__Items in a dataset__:
<<<<
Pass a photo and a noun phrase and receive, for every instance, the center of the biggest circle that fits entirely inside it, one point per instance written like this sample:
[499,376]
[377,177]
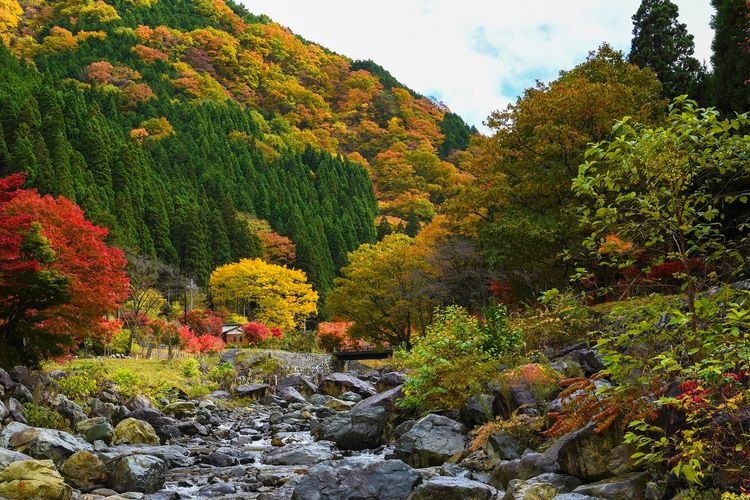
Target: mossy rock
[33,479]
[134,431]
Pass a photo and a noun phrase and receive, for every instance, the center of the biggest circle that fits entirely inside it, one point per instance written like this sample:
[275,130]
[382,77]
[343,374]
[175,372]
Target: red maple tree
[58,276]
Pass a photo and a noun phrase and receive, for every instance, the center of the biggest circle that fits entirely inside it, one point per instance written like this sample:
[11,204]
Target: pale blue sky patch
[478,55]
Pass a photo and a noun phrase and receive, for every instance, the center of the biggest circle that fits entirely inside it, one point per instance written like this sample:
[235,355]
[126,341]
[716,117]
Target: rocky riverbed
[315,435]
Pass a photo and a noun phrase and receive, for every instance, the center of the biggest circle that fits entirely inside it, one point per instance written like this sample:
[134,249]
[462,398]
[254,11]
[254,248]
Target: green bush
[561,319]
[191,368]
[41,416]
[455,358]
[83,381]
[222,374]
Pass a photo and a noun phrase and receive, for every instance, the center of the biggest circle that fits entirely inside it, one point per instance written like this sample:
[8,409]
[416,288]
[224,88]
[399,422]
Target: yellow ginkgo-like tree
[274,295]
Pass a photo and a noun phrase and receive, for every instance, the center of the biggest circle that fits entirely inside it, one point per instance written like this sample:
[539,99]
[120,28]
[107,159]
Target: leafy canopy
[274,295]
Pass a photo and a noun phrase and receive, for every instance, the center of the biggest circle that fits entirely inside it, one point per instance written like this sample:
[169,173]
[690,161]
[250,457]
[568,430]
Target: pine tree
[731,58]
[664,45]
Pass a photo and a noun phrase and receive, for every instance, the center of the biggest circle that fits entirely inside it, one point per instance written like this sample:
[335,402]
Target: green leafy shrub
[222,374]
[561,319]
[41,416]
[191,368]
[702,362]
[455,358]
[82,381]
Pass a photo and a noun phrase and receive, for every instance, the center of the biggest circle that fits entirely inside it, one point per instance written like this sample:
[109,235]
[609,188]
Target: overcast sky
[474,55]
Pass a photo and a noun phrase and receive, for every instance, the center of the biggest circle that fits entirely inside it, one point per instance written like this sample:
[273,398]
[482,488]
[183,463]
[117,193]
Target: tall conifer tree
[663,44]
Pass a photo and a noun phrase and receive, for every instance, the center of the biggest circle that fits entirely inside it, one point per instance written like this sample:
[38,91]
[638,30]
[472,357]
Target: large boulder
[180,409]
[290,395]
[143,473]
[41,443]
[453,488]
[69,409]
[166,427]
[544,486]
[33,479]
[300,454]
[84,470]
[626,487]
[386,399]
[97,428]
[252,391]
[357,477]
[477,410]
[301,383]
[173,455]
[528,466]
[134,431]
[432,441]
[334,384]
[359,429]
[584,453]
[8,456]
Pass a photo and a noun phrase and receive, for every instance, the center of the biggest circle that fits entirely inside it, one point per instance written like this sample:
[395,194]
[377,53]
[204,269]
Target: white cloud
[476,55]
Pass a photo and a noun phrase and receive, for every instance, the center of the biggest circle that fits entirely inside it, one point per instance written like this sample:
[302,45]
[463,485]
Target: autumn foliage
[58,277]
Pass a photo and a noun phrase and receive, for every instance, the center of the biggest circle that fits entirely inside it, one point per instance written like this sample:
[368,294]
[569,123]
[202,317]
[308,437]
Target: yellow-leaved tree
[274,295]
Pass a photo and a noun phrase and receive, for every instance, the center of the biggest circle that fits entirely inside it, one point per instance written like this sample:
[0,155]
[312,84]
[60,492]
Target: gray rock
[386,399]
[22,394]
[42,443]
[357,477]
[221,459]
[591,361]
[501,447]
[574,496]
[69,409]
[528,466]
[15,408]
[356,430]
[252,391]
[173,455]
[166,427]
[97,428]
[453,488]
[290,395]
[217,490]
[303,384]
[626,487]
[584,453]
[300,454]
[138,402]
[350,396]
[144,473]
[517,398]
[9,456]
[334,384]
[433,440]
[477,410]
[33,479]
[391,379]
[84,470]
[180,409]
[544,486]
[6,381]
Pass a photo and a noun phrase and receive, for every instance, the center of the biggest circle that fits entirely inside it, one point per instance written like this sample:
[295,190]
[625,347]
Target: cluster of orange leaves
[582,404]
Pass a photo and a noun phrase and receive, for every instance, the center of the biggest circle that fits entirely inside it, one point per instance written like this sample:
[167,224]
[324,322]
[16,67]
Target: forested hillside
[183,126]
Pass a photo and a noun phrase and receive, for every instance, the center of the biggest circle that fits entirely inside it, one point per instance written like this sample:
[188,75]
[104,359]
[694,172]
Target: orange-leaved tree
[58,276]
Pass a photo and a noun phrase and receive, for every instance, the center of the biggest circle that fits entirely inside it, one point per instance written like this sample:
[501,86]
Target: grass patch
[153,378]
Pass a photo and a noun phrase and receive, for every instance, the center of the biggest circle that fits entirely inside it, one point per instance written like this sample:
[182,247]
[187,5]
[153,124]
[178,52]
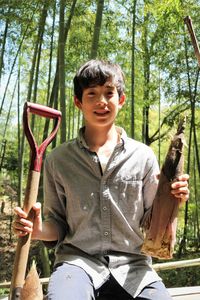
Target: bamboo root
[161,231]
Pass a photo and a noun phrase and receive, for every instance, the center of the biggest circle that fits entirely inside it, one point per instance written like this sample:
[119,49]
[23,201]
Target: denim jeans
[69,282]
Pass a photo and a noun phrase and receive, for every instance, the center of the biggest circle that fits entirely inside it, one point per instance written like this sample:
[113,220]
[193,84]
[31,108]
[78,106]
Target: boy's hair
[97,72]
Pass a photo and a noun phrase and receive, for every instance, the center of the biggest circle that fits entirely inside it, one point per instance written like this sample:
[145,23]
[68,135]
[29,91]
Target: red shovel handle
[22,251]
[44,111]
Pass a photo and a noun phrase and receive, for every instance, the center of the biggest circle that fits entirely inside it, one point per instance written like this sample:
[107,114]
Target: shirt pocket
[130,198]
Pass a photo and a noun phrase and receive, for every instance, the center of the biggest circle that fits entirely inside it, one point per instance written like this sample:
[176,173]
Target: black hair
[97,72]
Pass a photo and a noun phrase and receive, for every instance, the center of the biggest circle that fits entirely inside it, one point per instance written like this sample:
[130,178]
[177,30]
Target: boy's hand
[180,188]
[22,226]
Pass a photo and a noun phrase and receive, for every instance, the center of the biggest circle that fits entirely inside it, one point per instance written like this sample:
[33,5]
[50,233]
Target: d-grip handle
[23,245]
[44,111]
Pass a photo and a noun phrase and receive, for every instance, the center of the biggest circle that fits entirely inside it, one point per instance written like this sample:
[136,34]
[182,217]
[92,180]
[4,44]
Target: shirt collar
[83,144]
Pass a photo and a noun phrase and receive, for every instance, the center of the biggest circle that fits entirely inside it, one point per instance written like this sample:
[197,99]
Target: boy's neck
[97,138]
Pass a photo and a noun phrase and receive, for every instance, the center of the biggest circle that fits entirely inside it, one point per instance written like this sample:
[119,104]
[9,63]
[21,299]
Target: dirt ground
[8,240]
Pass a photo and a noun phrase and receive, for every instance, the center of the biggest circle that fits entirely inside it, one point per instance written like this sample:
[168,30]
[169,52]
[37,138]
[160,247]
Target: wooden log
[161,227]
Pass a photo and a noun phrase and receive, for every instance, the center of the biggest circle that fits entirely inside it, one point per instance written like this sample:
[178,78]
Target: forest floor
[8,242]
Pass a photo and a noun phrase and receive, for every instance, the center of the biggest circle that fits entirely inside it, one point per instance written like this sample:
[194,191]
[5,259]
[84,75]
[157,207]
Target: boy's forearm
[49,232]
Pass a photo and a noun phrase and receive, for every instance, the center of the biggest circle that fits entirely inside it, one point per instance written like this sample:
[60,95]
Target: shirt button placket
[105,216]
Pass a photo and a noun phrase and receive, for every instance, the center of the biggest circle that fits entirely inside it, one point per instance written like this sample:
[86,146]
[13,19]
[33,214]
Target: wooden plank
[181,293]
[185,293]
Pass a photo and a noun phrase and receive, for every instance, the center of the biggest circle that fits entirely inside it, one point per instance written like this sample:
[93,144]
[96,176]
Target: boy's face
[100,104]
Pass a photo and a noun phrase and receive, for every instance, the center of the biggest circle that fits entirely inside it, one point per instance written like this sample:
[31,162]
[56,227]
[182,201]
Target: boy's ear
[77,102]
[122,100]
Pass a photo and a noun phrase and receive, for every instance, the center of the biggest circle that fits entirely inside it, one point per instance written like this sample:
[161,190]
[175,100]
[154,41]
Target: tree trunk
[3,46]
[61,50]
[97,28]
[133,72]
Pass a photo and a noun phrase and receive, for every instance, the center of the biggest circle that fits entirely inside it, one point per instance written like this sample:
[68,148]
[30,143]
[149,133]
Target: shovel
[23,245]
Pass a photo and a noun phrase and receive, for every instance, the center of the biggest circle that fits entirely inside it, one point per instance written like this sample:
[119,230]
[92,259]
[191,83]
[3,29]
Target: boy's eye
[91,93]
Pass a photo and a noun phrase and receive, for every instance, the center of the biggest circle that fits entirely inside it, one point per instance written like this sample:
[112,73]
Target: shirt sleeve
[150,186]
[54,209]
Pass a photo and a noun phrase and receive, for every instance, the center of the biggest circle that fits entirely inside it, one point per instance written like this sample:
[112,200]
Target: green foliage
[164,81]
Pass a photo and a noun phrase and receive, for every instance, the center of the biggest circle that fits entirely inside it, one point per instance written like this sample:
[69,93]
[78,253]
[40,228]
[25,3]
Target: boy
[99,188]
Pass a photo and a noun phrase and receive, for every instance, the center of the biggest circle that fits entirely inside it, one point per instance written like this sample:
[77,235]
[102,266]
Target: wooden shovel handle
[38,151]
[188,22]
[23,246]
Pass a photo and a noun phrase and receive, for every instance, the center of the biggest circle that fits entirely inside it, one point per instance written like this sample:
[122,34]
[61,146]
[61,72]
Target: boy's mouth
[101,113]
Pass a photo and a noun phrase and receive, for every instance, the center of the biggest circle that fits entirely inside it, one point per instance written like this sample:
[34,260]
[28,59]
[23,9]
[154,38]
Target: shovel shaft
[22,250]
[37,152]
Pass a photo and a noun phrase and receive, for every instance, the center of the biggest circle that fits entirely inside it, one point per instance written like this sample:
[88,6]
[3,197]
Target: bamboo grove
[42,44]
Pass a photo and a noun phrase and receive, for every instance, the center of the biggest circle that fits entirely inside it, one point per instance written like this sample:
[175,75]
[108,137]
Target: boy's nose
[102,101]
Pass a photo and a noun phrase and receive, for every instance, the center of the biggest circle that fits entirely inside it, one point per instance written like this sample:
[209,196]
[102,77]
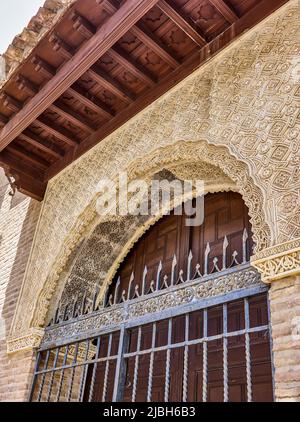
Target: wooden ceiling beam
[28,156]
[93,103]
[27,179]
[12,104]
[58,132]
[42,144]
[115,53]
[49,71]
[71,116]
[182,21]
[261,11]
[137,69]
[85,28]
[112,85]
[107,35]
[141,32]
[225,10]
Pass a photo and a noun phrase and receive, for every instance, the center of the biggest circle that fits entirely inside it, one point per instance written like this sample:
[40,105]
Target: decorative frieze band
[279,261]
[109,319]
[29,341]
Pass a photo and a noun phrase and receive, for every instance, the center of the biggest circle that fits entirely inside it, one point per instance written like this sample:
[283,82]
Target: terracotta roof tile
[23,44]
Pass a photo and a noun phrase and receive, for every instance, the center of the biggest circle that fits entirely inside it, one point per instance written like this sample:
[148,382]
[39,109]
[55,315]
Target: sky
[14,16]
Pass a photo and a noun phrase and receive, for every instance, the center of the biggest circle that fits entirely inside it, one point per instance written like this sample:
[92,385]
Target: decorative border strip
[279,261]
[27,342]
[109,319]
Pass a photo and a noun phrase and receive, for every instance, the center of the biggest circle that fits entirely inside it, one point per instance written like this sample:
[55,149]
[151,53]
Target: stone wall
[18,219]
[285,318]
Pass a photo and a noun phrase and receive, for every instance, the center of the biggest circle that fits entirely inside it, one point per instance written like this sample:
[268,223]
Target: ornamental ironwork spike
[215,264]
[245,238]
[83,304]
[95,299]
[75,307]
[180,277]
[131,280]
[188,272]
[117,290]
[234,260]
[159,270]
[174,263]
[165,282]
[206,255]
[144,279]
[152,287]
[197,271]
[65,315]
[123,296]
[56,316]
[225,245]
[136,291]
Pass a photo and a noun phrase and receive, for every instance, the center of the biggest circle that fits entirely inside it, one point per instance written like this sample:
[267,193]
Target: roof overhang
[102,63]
>>>>
__Problem__:
Pull out every line of the listing above that contains the string "shovel", matching case exactly.

__Solution__:
Target: red shovel handle
Target: shovel
Target: wooden shovel handle
Target: shovel shaft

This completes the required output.